Update: February, 19/2014 - 08:22

Preparations are being finalised for the biennial Hue Festival which will officially open in less than two months. With the theme ‘Cultural Heritage with Integration and Development', the nine-day event is expected to attract a record number of foreign troupes.

Culture Vulture caught up with the director of the festival's opening and closing ceremonies Le Ngoc Cuong, vice standing president of the Viet Nam Association of Dancing Artists.

You have worked on the eight consecutive festivals. Is it an honour for you?

To be honest, anything I do at my age [65] is for the honour, not for the money. I always take full responsibility for the projects I undertake, and make full use of all available resources. I'm also open to any comments or criticism.

Talent and experience is one thing. Responsibility will sustain our work in the long term. The province pays for the festival, so they want to see the results. If not, they would not have worked with me for such a long time. Capacity, creativity and responsibility are key criteria for organising an event like this.

How do you continue to entertain audiences?

I've worked on opening and closing ceremonies at eight festivals, and their artistic impression has always been a priority. Foreign troupes that come to perform here are beginning to realise that our ability to hold international festivals is rapidly improving.

For each festival, I spend lots of time studying the former royal capital city to gain an in-depth and thorough understanding of the historical land. I've also learned from previous experience, which enables me to move on and improve each year.

In addition, each performance has to be different in terms of both stage design and content.

For Hue, it's not simply a matter of staging single acts. The programme must reflect the overall picture of the city's culture and potential, while incorporating national and international features.

Can you give us more details about the opening ceremony?

The opening ceremony plays a decisive role, "grooming" spectators for the following activities.

At the Hue Festival 2014, the two-hour opening ceremony is divided into three parts. The first two depict local and national cultural heritage, while the final part looks at the country's global integration. Both Vietnamese and international art troupes will perform at the opening night on April 12.

Records from a point labeling set:
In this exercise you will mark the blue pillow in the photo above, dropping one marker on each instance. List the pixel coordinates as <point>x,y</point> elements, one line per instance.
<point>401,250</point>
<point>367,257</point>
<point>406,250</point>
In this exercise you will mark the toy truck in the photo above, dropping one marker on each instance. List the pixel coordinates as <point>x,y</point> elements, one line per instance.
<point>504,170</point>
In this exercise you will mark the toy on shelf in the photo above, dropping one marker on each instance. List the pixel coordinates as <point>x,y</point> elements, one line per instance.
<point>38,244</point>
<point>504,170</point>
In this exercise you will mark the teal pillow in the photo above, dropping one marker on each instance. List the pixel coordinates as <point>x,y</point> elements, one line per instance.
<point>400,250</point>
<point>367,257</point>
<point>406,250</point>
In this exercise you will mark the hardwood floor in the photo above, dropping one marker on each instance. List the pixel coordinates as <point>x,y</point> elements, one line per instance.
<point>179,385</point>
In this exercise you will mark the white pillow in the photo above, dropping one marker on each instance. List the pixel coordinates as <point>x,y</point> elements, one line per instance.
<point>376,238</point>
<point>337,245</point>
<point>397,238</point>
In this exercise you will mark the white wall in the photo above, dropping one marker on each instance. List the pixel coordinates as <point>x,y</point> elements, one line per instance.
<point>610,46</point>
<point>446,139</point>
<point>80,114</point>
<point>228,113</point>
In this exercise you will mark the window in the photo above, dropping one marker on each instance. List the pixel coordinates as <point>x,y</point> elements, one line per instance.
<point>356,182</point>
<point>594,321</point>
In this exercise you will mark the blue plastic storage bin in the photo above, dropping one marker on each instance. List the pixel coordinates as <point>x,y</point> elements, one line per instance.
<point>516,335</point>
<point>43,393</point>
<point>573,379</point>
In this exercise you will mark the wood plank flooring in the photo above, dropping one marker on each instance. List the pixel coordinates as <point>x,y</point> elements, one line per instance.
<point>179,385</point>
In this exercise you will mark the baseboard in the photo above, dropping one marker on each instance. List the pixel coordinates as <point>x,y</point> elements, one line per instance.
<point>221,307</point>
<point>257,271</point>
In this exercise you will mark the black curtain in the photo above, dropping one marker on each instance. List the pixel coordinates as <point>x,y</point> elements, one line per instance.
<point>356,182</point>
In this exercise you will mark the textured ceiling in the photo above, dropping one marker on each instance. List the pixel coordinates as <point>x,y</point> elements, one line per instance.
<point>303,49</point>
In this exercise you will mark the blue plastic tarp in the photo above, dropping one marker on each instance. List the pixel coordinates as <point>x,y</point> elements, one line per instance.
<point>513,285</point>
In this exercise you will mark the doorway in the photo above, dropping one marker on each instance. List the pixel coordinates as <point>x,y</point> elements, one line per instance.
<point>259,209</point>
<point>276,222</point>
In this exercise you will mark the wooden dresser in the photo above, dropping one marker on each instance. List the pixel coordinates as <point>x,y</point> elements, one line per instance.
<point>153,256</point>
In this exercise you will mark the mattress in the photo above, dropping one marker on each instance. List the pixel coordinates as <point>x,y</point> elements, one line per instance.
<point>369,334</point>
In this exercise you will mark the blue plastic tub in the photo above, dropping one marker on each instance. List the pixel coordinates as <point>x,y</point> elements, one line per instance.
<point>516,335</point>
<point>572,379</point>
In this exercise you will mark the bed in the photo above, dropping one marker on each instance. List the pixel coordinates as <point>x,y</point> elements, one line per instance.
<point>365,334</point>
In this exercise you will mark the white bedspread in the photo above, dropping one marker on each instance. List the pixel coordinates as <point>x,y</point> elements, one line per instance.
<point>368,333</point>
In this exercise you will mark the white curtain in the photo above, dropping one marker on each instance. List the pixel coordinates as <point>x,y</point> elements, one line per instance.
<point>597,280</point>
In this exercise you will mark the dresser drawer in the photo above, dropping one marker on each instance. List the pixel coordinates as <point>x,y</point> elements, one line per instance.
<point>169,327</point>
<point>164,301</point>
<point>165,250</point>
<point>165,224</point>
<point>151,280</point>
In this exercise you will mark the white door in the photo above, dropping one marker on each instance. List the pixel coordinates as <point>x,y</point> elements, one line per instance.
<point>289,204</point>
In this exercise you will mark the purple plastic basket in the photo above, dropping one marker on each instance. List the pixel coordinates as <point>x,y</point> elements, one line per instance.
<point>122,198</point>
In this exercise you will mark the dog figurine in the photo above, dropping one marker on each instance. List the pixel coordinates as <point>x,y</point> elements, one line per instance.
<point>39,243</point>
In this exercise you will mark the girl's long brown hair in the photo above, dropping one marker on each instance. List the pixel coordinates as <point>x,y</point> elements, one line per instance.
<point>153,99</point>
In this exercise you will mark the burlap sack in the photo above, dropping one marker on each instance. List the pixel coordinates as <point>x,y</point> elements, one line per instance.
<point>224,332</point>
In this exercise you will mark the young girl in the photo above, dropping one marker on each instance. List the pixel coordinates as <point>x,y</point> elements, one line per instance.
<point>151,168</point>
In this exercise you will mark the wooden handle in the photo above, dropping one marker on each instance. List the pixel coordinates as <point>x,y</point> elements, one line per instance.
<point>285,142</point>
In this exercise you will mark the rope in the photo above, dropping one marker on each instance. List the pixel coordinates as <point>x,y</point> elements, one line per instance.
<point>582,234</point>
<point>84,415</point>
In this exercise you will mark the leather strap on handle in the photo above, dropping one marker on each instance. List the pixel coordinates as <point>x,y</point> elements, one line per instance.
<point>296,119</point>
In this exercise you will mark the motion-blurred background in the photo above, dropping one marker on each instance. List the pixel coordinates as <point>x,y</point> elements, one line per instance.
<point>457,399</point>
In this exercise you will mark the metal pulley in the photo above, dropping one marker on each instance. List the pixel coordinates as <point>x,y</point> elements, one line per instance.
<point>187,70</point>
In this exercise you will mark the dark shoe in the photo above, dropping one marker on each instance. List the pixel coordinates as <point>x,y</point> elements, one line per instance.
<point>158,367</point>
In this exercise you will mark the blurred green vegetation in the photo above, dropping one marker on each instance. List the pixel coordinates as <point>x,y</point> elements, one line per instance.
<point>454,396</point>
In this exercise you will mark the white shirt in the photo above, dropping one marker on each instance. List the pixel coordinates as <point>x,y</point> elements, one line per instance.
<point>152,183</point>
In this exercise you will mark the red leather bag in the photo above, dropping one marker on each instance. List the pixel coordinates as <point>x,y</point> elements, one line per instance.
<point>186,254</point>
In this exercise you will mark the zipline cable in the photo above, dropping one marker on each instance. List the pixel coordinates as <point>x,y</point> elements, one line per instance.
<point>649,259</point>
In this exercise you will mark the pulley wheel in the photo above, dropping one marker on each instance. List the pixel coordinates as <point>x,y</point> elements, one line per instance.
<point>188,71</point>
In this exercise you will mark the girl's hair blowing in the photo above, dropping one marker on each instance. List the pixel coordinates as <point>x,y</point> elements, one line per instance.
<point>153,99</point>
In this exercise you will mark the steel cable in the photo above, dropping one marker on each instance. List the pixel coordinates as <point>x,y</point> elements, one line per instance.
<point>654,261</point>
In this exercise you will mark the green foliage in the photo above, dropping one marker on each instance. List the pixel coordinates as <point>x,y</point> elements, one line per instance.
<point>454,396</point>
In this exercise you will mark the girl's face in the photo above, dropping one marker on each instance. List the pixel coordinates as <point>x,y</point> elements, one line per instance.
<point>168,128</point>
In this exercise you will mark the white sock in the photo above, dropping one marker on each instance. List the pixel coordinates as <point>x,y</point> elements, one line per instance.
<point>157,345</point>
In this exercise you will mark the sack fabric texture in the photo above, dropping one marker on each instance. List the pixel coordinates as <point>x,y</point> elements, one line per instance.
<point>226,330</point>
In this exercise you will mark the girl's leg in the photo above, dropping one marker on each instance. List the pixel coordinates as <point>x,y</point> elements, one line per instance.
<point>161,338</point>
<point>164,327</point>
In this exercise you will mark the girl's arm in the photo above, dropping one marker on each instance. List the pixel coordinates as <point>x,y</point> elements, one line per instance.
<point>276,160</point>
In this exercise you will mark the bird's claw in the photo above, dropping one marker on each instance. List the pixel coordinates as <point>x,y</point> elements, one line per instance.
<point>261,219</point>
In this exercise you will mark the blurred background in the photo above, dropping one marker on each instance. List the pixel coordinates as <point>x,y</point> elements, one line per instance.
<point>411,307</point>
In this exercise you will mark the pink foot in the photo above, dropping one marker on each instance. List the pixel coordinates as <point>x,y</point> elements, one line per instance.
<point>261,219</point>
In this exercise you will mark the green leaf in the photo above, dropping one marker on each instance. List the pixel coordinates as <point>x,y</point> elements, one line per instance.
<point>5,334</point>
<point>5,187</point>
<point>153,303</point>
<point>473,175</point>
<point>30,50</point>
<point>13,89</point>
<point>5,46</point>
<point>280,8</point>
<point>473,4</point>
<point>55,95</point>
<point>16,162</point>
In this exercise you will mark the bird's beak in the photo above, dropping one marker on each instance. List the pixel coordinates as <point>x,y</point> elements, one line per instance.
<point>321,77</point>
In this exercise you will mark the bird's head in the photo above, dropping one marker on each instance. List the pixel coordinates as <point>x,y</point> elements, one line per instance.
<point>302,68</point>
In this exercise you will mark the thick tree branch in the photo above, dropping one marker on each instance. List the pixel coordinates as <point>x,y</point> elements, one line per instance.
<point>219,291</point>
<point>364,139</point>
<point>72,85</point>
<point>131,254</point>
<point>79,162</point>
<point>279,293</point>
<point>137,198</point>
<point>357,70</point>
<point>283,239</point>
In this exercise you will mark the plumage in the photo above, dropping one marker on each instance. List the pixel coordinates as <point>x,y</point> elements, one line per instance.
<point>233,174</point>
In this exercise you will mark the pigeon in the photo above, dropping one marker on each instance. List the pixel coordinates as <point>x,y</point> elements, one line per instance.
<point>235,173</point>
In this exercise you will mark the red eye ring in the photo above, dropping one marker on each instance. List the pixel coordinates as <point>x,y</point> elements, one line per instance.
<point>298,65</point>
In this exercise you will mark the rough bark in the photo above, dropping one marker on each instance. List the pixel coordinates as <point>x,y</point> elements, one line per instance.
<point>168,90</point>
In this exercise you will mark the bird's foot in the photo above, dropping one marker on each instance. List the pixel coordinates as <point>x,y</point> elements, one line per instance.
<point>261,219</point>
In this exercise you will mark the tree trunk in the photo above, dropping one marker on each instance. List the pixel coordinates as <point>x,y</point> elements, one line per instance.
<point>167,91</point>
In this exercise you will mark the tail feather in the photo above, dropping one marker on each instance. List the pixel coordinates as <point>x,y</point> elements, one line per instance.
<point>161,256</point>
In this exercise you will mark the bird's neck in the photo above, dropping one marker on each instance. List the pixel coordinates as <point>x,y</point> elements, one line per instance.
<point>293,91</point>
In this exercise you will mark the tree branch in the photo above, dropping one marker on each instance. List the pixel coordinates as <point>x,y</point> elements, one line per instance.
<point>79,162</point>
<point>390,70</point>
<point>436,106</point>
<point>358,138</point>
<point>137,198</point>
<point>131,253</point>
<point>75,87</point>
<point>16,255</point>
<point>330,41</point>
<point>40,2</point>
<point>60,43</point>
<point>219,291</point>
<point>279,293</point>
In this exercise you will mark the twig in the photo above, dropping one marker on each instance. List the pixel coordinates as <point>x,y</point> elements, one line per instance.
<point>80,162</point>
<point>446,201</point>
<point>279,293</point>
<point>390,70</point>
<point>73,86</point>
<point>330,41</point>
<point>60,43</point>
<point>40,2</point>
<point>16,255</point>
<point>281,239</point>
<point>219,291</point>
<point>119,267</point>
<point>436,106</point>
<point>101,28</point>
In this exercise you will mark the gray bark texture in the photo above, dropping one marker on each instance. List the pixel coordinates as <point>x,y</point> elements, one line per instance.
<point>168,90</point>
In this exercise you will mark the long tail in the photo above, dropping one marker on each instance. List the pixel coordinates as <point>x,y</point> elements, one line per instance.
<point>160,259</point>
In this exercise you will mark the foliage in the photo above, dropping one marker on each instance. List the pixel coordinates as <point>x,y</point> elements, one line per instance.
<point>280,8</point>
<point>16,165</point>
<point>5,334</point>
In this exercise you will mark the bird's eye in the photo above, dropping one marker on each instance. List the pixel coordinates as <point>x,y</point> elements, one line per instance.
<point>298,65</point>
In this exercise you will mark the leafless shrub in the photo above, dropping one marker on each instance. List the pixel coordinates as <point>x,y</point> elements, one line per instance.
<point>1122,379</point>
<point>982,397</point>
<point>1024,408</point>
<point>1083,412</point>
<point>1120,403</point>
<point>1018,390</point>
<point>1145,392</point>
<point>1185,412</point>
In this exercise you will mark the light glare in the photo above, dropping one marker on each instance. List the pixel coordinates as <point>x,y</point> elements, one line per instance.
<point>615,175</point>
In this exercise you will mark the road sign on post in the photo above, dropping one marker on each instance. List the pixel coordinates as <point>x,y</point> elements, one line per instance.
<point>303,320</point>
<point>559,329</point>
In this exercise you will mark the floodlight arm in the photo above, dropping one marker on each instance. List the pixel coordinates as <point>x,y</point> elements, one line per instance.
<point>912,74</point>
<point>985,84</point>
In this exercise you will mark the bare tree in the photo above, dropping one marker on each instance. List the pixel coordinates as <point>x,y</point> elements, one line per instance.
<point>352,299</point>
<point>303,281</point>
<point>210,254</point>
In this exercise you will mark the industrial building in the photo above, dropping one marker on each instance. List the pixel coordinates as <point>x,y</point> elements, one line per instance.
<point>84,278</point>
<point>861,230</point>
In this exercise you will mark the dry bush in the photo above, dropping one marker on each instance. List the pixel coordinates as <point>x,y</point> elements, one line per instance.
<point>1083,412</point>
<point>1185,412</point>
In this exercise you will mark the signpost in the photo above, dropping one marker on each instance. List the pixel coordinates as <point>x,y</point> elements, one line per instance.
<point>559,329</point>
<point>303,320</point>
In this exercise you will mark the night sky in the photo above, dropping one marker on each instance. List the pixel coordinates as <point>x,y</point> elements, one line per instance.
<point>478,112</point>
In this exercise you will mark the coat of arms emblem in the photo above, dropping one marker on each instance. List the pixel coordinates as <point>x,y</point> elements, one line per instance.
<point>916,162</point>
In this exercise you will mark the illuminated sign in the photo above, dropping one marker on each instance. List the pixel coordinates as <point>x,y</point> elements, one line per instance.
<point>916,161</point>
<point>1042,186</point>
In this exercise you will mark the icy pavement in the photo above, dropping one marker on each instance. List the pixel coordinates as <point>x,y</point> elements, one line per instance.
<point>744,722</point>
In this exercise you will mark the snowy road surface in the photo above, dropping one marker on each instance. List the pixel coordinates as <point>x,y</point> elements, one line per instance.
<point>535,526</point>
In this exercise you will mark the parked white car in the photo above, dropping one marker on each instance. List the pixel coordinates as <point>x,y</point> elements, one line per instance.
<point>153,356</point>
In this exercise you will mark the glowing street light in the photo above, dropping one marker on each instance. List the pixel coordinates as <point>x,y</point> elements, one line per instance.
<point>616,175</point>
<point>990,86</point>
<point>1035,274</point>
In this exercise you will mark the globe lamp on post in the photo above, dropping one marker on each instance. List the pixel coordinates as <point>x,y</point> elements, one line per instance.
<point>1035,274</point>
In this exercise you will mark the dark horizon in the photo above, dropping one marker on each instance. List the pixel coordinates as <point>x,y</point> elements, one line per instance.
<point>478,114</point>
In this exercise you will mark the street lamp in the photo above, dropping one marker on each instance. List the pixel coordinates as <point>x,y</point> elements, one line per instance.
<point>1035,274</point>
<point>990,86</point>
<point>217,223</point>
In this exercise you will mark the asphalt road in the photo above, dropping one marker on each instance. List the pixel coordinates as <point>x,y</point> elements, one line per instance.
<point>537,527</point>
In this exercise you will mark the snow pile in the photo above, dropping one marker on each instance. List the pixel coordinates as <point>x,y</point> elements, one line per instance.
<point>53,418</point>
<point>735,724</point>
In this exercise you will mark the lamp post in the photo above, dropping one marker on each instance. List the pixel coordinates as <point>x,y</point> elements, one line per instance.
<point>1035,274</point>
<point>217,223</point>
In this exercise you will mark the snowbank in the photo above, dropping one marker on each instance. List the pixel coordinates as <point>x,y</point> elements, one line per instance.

_Requirement_
Write the next part of the Hue Festival interview, picking up right after its final sentence.

_Solved problem_
Works from installations to sound and light shows will be closely incorporated to create the most engaging effects.

For example, in 2008, the ceremony took place on the Huong River. On that occasion, I created an unexpected scene for spectators where tens of frogmen concealed themselves underwater and suddenly rose to create a river of flame.

As far as I'm concerned, the performances must be creative, theatrical and spontaneous to draw the audience in. They attend the festivals not just for the spectacle, but for a more meaningful experience that they can relate to. Optical effects are very important because seeing is believing. If you fail to draw them in once, they will never come back. This year, I intend to increase the contemporary aspect, which must stem from tradition. I have not used ca Hue [a form of royal music] for several years. Audiences get bored with repetition of something that is often performed in everyday life. That's why I've decided to combine it with classical music, a dialogue between ca Hue and piano, like a dialogue between East and West.

How have the Hue festivals contributed to Viet Nam's culture and heritage?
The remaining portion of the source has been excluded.